**WHAT THE EXERCISE ASKS**
Your copy should hold the lines below from the first through the one that contains "of the glass", each retyped exactly, and no pictures.

**EXTRACTED RECORDS**
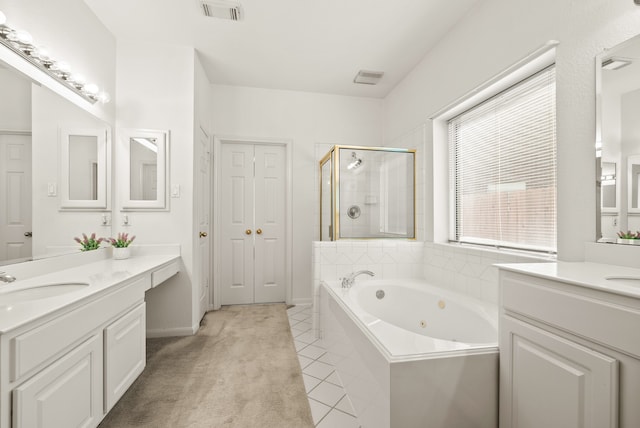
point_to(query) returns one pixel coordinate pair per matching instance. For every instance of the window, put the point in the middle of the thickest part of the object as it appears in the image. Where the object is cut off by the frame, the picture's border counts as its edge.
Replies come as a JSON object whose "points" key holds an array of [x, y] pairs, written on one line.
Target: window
{"points": [[503, 168]]}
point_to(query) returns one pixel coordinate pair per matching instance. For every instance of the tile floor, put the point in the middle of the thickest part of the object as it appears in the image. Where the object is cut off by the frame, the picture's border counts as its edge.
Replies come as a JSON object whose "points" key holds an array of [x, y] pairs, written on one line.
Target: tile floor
{"points": [[330, 406]]}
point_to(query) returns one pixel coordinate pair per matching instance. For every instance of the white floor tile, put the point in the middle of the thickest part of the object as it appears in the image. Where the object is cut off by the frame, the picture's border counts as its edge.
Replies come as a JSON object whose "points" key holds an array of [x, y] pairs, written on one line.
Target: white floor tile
{"points": [[310, 382], [346, 406], [327, 393], [319, 370], [300, 346], [304, 361], [310, 351], [318, 410], [325, 358], [307, 337], [334, 379], [300, 316], [295, 331], [337, 419]]}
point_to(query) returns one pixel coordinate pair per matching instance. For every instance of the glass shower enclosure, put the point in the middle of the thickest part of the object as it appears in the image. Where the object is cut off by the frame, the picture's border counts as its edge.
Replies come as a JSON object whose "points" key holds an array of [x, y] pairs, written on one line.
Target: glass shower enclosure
{"points": [[367, 193]]}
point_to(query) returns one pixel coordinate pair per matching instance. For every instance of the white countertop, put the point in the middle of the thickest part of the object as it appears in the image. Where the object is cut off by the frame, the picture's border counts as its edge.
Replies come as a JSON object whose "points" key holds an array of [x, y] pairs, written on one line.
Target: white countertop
{"points": [[101, 275], [584, 274]]}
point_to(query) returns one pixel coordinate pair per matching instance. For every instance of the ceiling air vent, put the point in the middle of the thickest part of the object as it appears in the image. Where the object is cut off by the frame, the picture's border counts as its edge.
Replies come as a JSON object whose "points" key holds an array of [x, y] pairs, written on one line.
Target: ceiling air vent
{"points": [[221, 9], [365, 77]]}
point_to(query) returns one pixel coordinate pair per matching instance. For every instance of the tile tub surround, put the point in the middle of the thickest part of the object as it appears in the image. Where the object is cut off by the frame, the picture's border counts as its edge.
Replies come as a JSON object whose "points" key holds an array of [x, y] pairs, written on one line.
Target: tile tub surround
{"points": [[470, 270], [385, 257], [330, 406]]}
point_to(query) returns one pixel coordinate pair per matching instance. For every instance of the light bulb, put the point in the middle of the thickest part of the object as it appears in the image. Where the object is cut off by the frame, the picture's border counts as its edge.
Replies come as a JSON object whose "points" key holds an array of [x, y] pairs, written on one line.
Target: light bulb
{"points": [[91, 88], [64, 67], [43, 53], [78, 78]]}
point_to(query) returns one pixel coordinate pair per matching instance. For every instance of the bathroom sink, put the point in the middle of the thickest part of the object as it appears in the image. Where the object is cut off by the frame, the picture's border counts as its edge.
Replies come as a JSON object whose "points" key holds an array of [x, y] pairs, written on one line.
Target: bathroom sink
{"points": [[41, 291]]}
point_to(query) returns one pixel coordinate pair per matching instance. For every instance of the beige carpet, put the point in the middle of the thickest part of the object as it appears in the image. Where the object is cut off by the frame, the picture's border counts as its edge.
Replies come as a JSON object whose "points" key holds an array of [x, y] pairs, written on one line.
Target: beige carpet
{"points": [[239, 370]]}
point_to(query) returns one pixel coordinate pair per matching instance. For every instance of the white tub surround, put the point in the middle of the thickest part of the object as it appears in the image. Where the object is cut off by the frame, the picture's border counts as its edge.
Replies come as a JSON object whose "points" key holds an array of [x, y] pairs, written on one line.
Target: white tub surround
{"points": [[395, 374], [69, 357], [569, 345]]}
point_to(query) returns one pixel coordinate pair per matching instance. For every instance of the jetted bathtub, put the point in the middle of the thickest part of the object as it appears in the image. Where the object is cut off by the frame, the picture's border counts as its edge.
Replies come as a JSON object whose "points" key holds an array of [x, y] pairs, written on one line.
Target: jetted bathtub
{"points": [[413, 355]]}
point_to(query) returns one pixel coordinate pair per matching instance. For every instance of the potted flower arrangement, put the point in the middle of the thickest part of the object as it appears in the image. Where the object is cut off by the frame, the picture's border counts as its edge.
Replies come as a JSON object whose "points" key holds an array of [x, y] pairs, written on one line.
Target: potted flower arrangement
{"points": [[629, 237], [120, 246], [89, 243]]}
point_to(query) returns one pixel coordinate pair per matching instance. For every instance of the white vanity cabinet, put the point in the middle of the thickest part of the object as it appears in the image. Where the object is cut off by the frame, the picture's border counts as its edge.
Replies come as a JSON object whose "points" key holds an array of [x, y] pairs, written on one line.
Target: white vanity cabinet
{"points": [[68, 369], [569, 354]]}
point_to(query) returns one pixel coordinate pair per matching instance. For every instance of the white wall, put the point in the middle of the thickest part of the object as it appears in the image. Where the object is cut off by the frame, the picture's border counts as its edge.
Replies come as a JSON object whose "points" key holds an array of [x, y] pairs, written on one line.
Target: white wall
{"points": [[15, 110], [73, 34], [307, 119], [498, 33], [156, 91], [54, 230]]}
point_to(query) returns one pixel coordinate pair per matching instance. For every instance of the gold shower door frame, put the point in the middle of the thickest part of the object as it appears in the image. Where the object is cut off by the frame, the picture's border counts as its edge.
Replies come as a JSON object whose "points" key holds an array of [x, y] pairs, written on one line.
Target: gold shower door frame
{"points": [[334, 158]]}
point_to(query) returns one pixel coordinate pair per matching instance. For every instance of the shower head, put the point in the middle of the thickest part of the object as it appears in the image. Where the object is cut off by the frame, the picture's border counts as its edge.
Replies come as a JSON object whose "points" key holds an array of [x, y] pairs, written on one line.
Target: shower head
{"points": [[355, 161]]}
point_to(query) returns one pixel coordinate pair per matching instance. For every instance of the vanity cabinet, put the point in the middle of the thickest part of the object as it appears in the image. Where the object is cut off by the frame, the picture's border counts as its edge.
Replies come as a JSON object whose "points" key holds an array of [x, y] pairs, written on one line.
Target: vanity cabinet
{"points": [[124, 354], [68, 393], [569, 355], [70, 368]]}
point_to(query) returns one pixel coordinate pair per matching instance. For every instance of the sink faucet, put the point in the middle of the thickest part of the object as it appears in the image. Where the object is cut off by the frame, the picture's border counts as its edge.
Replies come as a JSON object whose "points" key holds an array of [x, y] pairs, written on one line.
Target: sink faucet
{"points": [[5, 277], [349, 280]]}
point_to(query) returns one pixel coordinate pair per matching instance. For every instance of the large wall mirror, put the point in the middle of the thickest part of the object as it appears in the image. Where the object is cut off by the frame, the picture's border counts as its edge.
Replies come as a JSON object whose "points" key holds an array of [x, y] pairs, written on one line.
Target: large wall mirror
{"points": [[618, 141], [144, 169], [54, 171]]}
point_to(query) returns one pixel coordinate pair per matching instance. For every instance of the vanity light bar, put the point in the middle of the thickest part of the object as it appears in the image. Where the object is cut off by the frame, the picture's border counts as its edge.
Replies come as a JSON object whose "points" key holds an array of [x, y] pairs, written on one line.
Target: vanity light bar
{"points": [[21, 42]]}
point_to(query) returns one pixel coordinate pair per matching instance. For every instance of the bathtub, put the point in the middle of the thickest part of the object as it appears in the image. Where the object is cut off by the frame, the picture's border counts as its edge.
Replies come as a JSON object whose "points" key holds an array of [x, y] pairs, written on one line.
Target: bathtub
{"points": [[412, 355]]}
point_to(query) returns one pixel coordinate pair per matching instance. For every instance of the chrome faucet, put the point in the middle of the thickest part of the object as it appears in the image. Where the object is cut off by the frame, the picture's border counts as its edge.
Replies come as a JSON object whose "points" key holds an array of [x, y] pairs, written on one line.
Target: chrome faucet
{"points": [[349, 280], [5, 277]]}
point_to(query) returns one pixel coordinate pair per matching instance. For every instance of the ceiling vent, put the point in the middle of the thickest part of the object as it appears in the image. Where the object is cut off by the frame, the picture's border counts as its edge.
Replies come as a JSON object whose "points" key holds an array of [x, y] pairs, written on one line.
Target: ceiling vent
{"points": [[365, 77], [221, 9]]}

**ANSWER TO THIS TASK**
point_to(query) returns one pixel coordinate pair per matching instance. For every instance of the window, put the point in the middle of the thickest part of the object as it appears in the image. Where the object is cut off by the frame, the picture's border counts as its edge.
Replies come as a JSON object whose "points" key holds an array of [x, y] pairs, written on one line.
Target: window
{"points": [[503, 168]]}
point_to(query) returns one pixel coordinate pair per matching instance. For every instance of the tile floor, put the point in the middle of the thickest part of the object as it appears in the image. Where the object is cut off by the frame, the picture's border counts as its edge.
Replies come as a JSON object whose "points" key holds an array of [x, y] pairs, written on one line.
Target: tile floor
{"points": [[330, 406]]}
point_to(query) returns one pixel coordinate pair per matching instance. For every instance of the white floor tile, put the point in the middle of the thickest part of the object as it appears in the image. Where the object is cut off by the frame, the picture's border counts as its edge.
Replies come as a JSON object whose "points" key holds an array of [x, y] pairs, written on one line.
Target: white floor tile
{"points": [[310, 382], [346, 406], [327, 393], [319, 370], [300, 346], [304, 361], [310, 351], [318, 410], [325, 358], [307, 337], [334, 379], [300, 316], [295, 331], [337, 419]]}
point_to(query) returns one pixel coordinate pair per matching instance. For every instance of the glass shower enclosure, put the point in the middle of the thickest part of the object as it appears in the image. Where the object is cut off by the frame, the picture's border counts as its edge.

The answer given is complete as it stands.